• _Work to complete_
When you print the records, keep every line identical to the original.

── Input material

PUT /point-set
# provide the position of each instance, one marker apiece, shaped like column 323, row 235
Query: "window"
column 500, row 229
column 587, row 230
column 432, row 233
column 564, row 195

────

• _Written solution_
PUT /point-set
# provide the position of each instance, one marker apiece, shaped like column 323, row 235
Query: "window"
column 500, row 229
column 587, row 230
column 432, row 233
column 564, row 195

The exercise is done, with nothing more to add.